* **Problem to work on**
Please turn every line of the listing below into a JSON list of strings, one string per line, with blank lines left out.

[Stored data]
>>>>>
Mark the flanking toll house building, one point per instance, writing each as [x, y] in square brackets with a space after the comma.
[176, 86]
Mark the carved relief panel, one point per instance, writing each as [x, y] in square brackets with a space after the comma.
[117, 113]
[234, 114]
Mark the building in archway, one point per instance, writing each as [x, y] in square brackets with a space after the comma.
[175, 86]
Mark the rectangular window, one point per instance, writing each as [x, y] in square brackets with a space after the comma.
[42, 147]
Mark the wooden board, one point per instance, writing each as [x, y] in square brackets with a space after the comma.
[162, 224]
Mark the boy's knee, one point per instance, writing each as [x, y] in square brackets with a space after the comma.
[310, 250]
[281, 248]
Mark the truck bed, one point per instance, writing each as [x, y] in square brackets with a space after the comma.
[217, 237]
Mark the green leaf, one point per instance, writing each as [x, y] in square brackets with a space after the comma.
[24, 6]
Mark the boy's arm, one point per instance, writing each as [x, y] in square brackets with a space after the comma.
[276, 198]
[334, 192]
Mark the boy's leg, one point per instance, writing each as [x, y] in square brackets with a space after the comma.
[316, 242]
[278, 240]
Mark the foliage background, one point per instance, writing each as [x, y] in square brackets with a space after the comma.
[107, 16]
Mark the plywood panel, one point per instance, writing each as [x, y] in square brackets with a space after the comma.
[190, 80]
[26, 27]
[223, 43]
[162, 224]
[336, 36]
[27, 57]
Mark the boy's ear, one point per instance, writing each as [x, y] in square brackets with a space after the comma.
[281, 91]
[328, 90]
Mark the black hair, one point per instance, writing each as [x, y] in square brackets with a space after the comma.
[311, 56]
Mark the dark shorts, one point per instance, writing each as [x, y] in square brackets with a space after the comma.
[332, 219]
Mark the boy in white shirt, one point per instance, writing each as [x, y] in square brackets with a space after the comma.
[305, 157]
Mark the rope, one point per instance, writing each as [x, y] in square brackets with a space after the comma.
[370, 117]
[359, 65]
<<<<<
* **In response**
[
  "Mark the flanking toll house building, one point per instance, writing each as [x, y] in square brackets with a space after the comma.",
  "[176, 86]",
  "Mark the carved relief panel, one point per instance, writing each as [x, y] in square brackets with a space after the comma.",
  "[117, 113]",
  "[234, 114]",
  "Mark the building in archway, one point per instance, writing each as [x, y] in square brackets with a space after the comma.",
  "[175, 86]",
  "Mark the rectangular window, one point per instance, writing each as [x, y] in square brackets with a space after the comma.",
  "[42, 147]",
  "Mark the wooden board, one point per instance, writing each as [x, y] in square brackets with a space after the comma.",
  "[162, 224]",
  "Mark the boy's knee, one point per instance, writing each as [x, y] in square brackets with a space after the comma.",
  "[310, 250]",
  "[281, 248]",
  "Mark the truck bed, one point per instance, writing each as [x, y] in square brackets with a space after the comma.",
  "[217, 237]",
  "Mark the green leaf, one point per instance, writing each as [x, y] in square brackets with a space after the comma.",
  "[24, 6]",
  "Mark the boy's arm, one point per instance, writing each as [x, y] in square brackets with a space after the comma.",
  "[276, 198]",
  "[334, 192]",
  "Mark the boy's leg, one point per instance, writing each as [x, y] in square brackets with a space after the comma.",
  "[316, 242]",
  "[278, 240]",
  "Mark the foliage background, one point per instance, writing each as [x, y] in square brackets with a space after the comma.",
  "[107, 16]",
  "Mark the plywood panel, one point per instance, writing each as [x, y] in square brackets with a space after the comma.",
  "[190, 80]",
  "[26, 27]",
  "[223, 43]",
  "[162, 224]",
  "[336, 36]",
  "[27, 57]",
  "Mark the boy's ear, one point per instance, writing each as [x, y] in square brackets with a space after the comma.",
  "[281, 91]",
  "[328, 90]",
  "Mark the black hair, one point per instance, writing each as [x, y] in square brackets with a space after the comma.",
  "[311, 56]",
  "Mark the dark shorts, one point per instance, writing each as [x, y] in square brackets with a space after the comma.",
  "[332, 219]",
  "Mark the boy in white shirt, one point per instance, writing each as [x, y] in square brackets with a space after the comma.",
  "[305, 157]",
  "Mark the rope, one point per instance, writing each as [x, y] in square brackets with a space after the comma.",
  "[370, 117]",
  "[359, 65]"
]